Can you rewrite the items below between the lines holding "Sample: x=506, y=577." and "x=689, y=470", inclusive, changing "Target" to "Object" and leaving everything else as it is?

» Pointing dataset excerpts
□ □ □ □

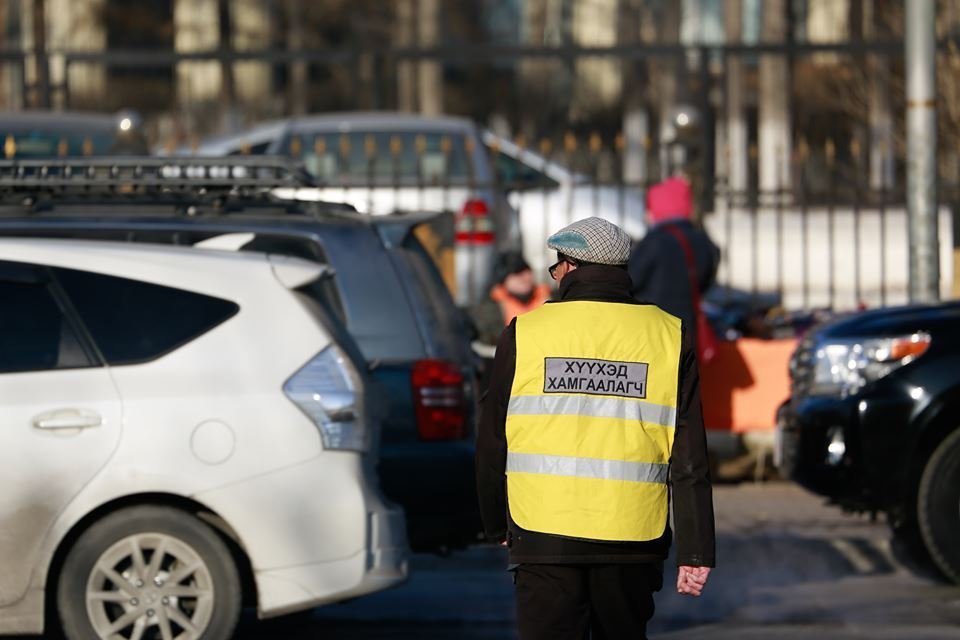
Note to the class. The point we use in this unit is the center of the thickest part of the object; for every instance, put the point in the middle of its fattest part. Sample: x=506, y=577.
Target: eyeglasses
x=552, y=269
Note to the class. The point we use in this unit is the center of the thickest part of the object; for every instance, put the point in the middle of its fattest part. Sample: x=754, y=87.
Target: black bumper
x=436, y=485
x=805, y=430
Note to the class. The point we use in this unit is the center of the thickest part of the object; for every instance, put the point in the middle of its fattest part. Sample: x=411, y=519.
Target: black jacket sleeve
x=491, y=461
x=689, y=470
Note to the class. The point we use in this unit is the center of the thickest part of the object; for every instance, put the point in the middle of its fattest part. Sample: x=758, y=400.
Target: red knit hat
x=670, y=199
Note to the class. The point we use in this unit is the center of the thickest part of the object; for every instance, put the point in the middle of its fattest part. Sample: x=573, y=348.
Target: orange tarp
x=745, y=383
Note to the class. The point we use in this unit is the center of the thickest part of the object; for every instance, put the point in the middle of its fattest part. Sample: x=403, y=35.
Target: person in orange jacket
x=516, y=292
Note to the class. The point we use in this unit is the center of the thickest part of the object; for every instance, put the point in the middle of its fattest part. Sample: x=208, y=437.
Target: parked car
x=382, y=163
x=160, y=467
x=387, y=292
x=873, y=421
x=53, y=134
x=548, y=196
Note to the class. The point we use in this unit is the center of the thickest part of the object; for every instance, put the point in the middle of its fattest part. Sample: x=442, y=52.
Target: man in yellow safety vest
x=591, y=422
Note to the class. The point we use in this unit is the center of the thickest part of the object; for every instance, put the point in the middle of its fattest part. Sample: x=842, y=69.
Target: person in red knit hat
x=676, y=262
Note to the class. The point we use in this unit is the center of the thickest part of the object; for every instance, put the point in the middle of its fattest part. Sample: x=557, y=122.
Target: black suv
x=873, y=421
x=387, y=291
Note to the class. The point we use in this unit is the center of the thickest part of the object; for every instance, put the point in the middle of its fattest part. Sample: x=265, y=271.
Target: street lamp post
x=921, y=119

□ □ □ □

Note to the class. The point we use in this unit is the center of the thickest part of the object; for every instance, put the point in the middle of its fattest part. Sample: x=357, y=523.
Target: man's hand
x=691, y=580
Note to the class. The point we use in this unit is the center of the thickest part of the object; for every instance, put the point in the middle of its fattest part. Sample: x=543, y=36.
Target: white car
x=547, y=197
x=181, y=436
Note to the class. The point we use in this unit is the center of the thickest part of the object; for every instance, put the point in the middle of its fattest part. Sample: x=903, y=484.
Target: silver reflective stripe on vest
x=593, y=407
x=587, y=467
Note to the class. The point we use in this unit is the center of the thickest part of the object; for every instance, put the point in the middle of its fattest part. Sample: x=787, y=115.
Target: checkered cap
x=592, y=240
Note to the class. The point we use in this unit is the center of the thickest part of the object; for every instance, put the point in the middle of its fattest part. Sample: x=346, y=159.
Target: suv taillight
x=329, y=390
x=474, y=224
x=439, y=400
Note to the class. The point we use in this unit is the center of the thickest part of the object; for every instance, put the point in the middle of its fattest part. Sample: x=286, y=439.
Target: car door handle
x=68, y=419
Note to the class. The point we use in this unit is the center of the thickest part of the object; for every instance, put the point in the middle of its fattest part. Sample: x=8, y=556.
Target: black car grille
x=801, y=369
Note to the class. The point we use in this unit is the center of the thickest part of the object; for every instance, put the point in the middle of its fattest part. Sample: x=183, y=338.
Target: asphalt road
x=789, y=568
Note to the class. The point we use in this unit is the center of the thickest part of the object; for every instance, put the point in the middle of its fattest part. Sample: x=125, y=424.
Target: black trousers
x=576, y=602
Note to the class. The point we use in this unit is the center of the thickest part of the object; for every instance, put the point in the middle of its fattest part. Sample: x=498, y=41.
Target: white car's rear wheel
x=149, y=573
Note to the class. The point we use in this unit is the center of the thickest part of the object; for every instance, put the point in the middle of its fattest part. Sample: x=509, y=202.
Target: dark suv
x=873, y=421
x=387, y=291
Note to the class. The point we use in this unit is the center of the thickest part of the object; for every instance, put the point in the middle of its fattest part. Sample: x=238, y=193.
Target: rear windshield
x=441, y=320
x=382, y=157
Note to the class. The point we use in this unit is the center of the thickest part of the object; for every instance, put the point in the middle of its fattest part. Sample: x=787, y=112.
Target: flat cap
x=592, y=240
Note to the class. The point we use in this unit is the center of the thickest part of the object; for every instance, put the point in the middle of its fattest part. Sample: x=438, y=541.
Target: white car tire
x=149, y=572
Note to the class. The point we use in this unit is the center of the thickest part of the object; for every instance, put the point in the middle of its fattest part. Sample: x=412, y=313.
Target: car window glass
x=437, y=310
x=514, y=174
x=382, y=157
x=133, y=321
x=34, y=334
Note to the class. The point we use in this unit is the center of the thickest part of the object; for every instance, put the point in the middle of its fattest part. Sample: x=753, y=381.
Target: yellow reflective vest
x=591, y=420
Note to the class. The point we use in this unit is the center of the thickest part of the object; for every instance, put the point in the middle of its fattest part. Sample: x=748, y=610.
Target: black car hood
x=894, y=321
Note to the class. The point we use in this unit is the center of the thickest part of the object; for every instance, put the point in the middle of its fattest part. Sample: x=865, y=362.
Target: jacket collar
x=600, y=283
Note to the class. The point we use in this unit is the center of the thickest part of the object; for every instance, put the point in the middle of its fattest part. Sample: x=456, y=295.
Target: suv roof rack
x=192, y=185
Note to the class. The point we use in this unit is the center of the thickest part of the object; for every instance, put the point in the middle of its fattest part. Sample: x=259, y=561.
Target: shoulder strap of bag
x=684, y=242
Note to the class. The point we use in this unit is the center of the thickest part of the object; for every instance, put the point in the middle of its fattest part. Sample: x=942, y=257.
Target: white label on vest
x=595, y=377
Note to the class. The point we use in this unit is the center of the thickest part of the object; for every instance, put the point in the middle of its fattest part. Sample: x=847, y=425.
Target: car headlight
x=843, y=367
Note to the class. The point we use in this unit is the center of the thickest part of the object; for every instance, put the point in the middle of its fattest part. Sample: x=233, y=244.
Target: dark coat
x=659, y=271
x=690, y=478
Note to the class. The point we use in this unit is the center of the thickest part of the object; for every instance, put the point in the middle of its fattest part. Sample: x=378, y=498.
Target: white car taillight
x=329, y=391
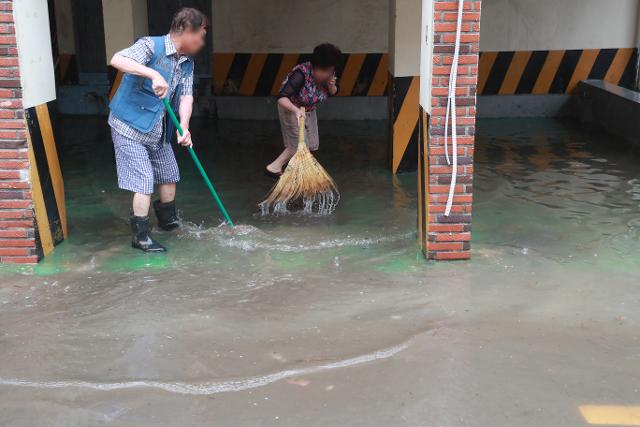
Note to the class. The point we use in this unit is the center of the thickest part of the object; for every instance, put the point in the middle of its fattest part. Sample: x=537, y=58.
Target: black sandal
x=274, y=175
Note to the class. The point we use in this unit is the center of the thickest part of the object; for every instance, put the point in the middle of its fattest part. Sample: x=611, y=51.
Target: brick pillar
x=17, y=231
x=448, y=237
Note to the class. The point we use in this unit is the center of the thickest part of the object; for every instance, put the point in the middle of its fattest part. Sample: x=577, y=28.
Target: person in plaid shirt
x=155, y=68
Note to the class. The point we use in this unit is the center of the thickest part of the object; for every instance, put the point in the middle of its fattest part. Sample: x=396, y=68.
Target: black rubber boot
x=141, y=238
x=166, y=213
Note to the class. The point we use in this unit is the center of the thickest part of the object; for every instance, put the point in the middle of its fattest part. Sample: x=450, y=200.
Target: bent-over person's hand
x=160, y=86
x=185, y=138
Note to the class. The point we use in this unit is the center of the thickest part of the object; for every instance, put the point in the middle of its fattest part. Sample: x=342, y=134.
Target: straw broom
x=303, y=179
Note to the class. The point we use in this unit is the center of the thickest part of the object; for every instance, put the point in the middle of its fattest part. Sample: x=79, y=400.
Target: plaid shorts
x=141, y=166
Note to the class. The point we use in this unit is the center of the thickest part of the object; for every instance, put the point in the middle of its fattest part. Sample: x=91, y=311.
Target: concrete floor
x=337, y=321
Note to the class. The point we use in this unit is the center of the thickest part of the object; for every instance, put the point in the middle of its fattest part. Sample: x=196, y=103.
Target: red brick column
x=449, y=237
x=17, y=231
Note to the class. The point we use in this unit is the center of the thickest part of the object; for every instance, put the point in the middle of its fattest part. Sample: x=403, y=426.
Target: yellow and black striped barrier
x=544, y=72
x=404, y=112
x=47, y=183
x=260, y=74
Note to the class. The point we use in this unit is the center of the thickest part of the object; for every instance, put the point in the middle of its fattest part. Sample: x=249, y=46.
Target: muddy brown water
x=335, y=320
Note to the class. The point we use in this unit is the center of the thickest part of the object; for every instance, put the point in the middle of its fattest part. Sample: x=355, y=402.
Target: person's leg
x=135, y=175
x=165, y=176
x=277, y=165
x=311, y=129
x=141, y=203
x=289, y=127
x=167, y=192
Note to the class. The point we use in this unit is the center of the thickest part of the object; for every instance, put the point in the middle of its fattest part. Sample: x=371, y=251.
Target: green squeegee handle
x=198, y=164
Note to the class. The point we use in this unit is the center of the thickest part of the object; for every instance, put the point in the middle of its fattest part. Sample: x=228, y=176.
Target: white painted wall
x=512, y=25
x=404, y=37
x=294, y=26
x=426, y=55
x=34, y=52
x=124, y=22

□ □ □ □

» Output for this task
Note to the class. The point we use in this unit is the center of the thickest part of the object; for every instance, put the point in the middle of its fattest part. Sample: x=506, y=577.
Object: eyeglasses
x=552, y=269
Note to the class. The point we use in this unit is the center of the thickest part of the object; for every instance, put the point in the middle of its fattest part. Sample: x=754, y=87.
Object: black bumper
x=436, y=485
x=805, y=430
Note to the class. The point we use in this unit is the center of the thickest part of the object; for every instance, put the point in the middle of its fattest part. Sample: x=411, y=519.
Object: black jacket sleeve
x=491, y=461
x=689, y=470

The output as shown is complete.